> **Task**
Copy the following listing word for word.

> **Record excerpts**
■ ■ ■ ■ ■
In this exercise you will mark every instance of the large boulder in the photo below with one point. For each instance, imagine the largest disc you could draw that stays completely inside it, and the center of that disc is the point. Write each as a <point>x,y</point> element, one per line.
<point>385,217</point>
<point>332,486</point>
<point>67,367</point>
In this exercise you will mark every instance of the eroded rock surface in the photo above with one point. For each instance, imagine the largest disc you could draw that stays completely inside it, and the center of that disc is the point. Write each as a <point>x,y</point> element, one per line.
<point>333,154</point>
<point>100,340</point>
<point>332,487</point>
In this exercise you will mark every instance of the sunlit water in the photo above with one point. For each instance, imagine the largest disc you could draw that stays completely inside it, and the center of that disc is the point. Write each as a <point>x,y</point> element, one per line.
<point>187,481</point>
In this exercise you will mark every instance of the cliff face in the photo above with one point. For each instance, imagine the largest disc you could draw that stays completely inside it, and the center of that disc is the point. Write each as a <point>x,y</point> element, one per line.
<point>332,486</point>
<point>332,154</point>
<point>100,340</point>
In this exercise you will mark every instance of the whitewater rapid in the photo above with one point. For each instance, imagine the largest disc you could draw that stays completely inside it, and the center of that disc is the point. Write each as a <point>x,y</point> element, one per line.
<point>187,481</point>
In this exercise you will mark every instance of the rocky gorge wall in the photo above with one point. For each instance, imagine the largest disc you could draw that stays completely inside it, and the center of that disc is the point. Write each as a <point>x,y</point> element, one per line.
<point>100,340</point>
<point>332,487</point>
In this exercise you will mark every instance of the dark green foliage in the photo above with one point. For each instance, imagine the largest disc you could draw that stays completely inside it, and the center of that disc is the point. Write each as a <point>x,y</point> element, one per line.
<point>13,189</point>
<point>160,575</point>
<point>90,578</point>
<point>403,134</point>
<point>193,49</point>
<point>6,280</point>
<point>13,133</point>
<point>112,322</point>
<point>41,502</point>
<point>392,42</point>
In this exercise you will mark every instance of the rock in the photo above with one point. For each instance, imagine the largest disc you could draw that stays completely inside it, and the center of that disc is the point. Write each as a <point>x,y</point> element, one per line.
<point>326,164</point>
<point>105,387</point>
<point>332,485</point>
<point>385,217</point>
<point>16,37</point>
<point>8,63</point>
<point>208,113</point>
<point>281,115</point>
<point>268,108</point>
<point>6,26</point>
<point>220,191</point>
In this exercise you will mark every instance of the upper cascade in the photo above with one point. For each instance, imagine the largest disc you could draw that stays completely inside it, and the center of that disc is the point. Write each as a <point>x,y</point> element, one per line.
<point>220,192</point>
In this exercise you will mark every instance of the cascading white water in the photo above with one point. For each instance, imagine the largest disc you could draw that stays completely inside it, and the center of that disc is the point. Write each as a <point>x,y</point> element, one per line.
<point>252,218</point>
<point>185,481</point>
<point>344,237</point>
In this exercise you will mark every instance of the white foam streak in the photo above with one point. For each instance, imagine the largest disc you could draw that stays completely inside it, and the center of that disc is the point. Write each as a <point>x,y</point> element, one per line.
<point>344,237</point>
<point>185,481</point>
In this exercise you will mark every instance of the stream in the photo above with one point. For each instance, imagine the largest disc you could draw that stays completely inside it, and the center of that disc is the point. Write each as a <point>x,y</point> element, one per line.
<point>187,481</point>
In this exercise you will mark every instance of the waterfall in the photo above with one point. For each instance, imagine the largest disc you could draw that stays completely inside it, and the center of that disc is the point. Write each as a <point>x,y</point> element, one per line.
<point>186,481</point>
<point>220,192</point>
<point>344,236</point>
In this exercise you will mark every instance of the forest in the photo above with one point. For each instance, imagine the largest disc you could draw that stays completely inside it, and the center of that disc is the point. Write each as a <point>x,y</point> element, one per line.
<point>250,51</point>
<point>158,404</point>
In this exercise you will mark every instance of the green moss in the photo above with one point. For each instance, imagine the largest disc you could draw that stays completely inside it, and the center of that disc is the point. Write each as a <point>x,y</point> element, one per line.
■ ■ ■ ■ ■
> **Exercise response**
In this exercise you will mark every instance of the large boulder in the photo below with one point. For each instance, imagine the largest disc you could draw that stays completely inside it, and the center of that disc is the point. Write each as a <point>x,y</point> element, one per line.
<point>385,217</point>
<point>332,486</point>
<point>67,367</point>
In this exercise you will mark every instance of the eroded rock surface in the photo above with one point. For each instance, imagine the largest disc you could draw that stays completely inside it, and the center of that disc is the point. Write each as a <point>x,y</point> element, one per line.
<point>333,154</point>
<point>100,340</point>
<point>332,487</point>
In this exercise you will mark every instance of the sunlit water in the photo above with one point. For each instance, imagine the largest disc you could draw that stays completely inside it, and the center of that disc is the point. Write each as a <point>x,y</point> element, one per line.
<point>187,481</point>
In this exercise you will mark every instance of the cliff face in the photo above with one point. For each instance, imagine the largest disc you could draw that stays completely inside it, and the center of that disc is the point. Write each as a <point>x,y</point> element, one per line.
<point>332,486</point>
<point>332,154</point>
<point>100,340</point>
In this exercise you will mark every instance of the whitewater rapid in the photo above with one point. For each instance, imagine the largest disc you could draw that stays completely inside it, and the center of that disc is the point. Write each as a <point>x,y</point> element, one per line.
<point>187,481</point>
In this exercise you will mark every instance of the rocky gorge wall in the photo above with one point. For each instance, imagine the largest disc you could draw that stays completely inside it, and the center of that disc is the point. Write each as a <point>x,y</point> element, one per line.
<point>100,340</point>
<point>332,487</point>
In this exercise you will mark every instance of the dark green foliage in the photo above with one point. For each instance, imagine the largest disc you could draw that stays completely inside it, and the center of that disc is the point. Write each as a <point>x,y</point> element, one per line.
<point>13,189</point>
<point>160,575</point>
<point>90,578</point>
<point>403,134</point>
<point>193,49</point>
<point>6,280</point>
<point>13,133</point>
<point>112,322</point>
<point>41,502</point>
<point>392,42</point>
In this exercise you will mark every instance of the rock in the photo above with one point. For each instance, imagine the largest disc you could draw that stays completely inside it, and the center of that disc is the point. Write each as a <point>x,y</point> element, one per line.
<point>326,164</point>
<point>105,387</point>
<point>332,485</point>
<point>385,217</point>
<point>16,37</point>
<point>8,63</point>
<point>208,113</point>
<point>281,115</point>
<point>268,108</point>
<point>6,26</point>
<point>220,191</point>
In this exercise you will mark every instance of the upper cascade in the photo above with one point. For each instance, imagine the largest disc you could draw that stays completely inside it, and the center of that disc is the point. Write each as a <point>x,y</point> element, one per line.
<point>220,192</point>
In this exercise you will mark every instance of the cascading white water in the photo above with one point. For each instance, imagine the largest disc you could draw that stays completely inside it, and the center of that disc is the point. Write each as a <point>x,y</point> element, one per line.
<point>252,218</point>
<point>185,481</point>
<point>344,237</point>
In this exercise you will mark every instance of the white foam streak in the photo above with one point. For each instance, imagine the largest disc you could draw that stays completely inside it, and the center of that disc is the point. Write each as a <point>x,y</point> element, one per line.
<point>344,237</point>
<point>185,481</point>
In this exercise you will mark every instance of the stream in the photo above with one point. For each instance, imagine the largest disc you could draw that stays completely inside it, and the center of that disc is the point. Write each as a <point>x,y</point> element, one per line.
<point>187,481</point>
In this exercise you will mark every instance of the waterfall in the photo above with one point. For each instance, imagine the largest disc you could draw that stays completely inside it, and the center of that disc is the point. Write each as a <point>x,y</point> element, one per line.
<point>186,481</point>
<point>220,192</point>
<point>344,236</point>
In this exercise you will mark every instance of the forest in the photo above with one point. For each instance, imagine the largest disc you could draw that stays completely inside it, and the center of that disc is the point. Write each as a <point>x,y</point> element, one per line.
<point>250,51</point>
<point>158,404</point>
In this exercise you will mark every instance of the green moss in the photo above with one point. For each instance, imagine the largest disc you could draw that stays completely inside it, and the center of that disc is the point. Write each as a <point>x,y</point> element, one per line.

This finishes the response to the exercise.